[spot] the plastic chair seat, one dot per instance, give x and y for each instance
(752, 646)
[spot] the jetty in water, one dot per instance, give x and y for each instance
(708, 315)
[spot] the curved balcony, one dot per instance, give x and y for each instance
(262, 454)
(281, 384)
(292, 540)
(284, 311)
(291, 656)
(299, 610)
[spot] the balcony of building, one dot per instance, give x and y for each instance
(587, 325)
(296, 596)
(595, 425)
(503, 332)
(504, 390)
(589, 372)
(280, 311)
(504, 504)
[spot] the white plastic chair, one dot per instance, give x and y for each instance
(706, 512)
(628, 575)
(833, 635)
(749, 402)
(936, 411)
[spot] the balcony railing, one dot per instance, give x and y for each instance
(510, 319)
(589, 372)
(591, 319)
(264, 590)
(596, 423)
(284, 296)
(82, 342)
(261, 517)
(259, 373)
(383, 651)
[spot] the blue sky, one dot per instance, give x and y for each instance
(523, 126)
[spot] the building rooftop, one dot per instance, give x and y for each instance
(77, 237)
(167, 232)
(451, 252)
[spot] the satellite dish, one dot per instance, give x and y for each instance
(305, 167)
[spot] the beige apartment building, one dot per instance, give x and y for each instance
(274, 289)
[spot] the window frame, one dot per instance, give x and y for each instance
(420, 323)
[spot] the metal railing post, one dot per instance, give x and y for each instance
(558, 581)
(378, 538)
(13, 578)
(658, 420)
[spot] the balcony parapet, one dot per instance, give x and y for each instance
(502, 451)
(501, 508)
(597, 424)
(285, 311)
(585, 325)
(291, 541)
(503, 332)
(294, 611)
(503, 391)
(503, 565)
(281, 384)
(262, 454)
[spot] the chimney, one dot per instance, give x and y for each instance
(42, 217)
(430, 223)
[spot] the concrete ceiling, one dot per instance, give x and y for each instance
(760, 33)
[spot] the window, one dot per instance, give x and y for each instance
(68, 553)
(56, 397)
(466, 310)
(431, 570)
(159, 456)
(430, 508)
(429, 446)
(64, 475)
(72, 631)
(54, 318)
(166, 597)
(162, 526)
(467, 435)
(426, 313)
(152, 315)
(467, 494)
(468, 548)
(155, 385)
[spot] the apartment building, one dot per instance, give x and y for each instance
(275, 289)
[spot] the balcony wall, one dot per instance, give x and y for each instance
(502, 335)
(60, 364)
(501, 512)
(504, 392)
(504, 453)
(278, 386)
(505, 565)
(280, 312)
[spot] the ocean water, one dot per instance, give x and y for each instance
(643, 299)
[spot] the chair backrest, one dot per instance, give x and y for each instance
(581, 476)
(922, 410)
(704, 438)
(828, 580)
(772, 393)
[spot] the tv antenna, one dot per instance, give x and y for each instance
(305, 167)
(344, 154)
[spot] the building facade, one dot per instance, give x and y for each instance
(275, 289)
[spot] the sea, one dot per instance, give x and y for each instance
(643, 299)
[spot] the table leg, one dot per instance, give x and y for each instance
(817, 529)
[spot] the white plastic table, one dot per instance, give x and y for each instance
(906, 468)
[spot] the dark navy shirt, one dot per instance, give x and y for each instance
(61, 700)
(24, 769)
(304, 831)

...

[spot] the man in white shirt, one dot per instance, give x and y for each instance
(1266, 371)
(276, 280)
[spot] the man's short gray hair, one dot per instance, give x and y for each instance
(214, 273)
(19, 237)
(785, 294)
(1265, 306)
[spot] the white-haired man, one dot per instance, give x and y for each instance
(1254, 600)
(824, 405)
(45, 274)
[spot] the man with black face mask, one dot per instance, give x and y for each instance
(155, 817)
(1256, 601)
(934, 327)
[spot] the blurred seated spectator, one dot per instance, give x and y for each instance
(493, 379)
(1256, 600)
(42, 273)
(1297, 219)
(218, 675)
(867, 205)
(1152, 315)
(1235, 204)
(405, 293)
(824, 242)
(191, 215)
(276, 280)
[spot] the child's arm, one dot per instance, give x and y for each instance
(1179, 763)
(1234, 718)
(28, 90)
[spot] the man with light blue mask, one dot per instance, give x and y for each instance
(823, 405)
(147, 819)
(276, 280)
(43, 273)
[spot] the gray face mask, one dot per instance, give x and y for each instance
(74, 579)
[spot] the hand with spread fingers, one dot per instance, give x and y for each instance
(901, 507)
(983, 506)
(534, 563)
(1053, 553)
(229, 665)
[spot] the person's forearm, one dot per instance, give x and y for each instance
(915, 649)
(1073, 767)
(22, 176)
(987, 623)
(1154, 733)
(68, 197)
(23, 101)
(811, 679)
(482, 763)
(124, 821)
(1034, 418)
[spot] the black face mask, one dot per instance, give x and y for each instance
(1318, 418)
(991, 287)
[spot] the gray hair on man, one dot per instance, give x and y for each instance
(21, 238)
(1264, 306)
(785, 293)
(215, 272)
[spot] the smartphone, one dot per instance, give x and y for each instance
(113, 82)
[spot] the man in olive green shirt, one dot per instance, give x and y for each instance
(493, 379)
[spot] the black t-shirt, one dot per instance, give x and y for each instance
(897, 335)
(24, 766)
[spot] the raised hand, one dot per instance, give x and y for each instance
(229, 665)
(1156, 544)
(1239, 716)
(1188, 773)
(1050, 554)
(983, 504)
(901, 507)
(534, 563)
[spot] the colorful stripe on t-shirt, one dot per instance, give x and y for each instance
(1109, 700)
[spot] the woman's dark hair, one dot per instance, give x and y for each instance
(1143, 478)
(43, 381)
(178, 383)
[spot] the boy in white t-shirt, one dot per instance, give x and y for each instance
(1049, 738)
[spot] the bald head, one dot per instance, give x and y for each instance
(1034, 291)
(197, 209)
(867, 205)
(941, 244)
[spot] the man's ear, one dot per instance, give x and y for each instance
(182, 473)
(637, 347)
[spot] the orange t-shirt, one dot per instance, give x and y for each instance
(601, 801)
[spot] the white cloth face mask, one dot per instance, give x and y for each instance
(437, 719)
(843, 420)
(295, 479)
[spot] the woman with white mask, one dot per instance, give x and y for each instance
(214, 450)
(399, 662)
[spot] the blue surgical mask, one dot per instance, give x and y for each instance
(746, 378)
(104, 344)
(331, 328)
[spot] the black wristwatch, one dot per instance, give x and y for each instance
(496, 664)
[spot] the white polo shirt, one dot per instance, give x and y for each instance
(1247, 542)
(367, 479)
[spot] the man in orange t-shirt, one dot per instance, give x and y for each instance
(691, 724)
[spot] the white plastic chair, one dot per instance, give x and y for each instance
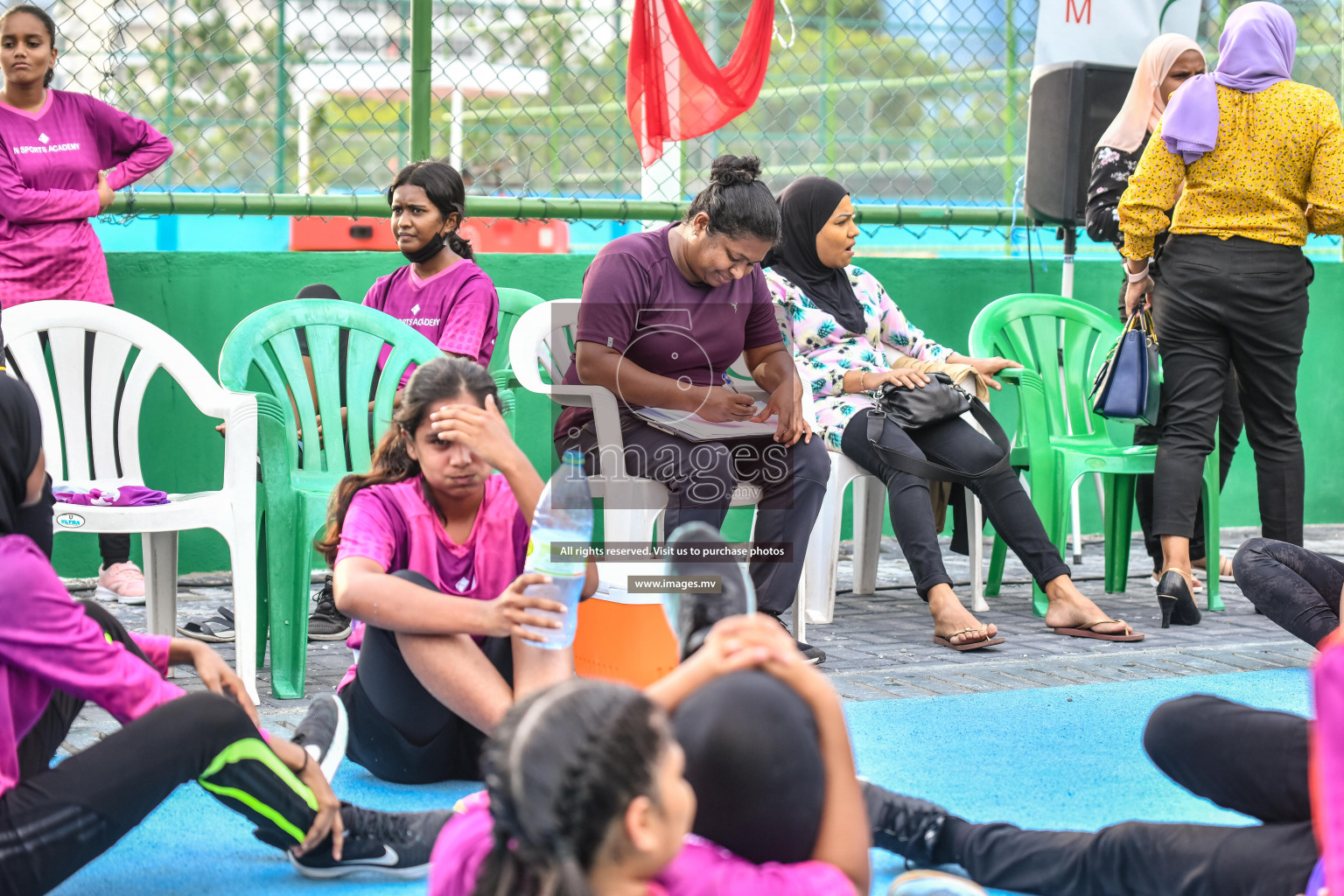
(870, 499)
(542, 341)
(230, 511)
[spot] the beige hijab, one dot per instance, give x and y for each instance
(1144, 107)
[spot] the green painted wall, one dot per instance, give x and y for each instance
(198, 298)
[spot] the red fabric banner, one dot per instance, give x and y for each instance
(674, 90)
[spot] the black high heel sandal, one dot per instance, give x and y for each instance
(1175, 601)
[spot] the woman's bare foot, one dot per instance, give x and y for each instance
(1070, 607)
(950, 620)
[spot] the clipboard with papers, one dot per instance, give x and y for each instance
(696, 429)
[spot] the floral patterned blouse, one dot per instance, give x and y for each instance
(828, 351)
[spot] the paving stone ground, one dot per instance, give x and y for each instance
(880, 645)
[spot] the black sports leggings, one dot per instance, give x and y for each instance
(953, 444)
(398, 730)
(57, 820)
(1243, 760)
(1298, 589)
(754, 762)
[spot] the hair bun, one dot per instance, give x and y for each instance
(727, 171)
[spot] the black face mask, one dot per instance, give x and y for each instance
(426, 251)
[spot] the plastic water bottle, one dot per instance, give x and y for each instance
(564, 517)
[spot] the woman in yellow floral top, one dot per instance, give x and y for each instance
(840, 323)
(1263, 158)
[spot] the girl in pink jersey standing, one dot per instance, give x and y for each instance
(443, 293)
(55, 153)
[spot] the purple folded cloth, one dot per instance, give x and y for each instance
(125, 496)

...

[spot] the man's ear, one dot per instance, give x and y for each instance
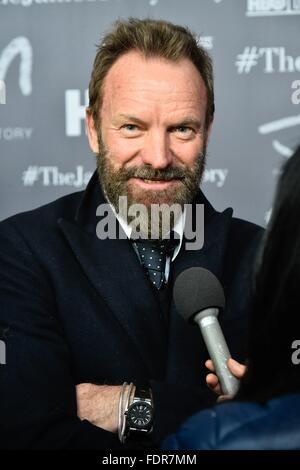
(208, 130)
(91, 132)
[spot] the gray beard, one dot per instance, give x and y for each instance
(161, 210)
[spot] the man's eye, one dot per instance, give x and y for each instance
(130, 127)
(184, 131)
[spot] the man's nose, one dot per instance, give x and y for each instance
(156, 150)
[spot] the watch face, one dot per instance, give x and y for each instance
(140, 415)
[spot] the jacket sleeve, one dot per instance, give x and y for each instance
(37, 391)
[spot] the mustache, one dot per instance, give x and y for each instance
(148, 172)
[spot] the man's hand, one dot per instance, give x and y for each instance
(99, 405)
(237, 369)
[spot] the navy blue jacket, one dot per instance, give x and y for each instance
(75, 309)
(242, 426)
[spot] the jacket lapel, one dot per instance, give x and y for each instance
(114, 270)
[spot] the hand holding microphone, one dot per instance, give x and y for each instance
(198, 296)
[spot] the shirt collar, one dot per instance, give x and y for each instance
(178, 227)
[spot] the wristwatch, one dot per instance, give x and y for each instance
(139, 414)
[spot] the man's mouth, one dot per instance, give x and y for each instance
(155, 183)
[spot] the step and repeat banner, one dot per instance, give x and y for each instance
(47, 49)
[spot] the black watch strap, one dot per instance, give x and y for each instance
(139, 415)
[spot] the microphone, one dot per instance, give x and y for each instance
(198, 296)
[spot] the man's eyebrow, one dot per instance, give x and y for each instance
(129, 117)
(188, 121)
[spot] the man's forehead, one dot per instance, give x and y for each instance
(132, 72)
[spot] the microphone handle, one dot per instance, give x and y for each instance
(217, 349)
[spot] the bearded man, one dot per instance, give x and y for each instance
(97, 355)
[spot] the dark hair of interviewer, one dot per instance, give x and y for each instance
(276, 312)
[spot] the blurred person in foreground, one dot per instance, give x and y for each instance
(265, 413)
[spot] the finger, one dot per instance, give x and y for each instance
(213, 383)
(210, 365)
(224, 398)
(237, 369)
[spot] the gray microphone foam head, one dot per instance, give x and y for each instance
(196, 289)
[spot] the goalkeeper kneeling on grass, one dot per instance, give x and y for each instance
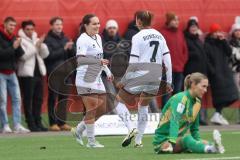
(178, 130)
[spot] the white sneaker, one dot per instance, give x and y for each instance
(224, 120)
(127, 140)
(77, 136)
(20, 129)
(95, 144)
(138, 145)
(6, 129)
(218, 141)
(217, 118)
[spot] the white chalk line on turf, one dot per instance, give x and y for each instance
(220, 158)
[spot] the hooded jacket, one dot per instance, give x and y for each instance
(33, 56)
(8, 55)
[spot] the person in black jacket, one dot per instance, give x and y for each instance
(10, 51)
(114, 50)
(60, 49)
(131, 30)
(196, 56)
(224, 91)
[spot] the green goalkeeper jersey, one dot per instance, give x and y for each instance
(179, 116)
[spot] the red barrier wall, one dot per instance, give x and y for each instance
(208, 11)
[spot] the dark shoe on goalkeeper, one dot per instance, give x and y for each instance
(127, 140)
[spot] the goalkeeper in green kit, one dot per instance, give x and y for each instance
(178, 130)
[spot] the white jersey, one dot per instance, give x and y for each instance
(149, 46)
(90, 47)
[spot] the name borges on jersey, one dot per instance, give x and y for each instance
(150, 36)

Exercise details: Scale the data from the line containing "[spot] the person's" through the line containing "(1109, 700)", both included. Reproduce every line in that stretch, leaving the request lines unchanged and multiplying each answer coordinate by 0.2, rounded to whole numbers with halves going up, and output only those lines.

Task output:
[spot] the person's forearm, one dot per instance, give x and y for each instance
(183, 130)
(215, 153)
(4, 35)
(197, 125)
(231, 147)
(14, 39)
(5, 20)
(162, 136)
(96, 153)
(25, 164)
(207, 84)
[spot] the black face mask, one dot per instance, give x and y for each instance
(264, 84)
(198, 57)
[spot] the gray hair on man, one dot per instance, give x and y for each instance
(4, 48)
(253, 61)
(157, 59)
(43, 54)
[spot] the smartphone, one dot per instance, give x and y for each instance
(23, 16)
[spot] the man in olive green shirt, one dot per instance, give x and y for each instance
(99, 76)
[spot] the black t-shirt, one dot per instance, give x and y for each instance
(179, 67)
(5, 153)
[spot] the raised hand, one dot per instance, give x and y for each instance
(46, 133)
(231, 109)
(248, 143)
(238, 155)
(210, 111)
(197, 101)
(180, 101)
(107, 113)
[spot] the colorful stripe on t-shirt, one dot per instance, give x and y for each instance
(222, 140)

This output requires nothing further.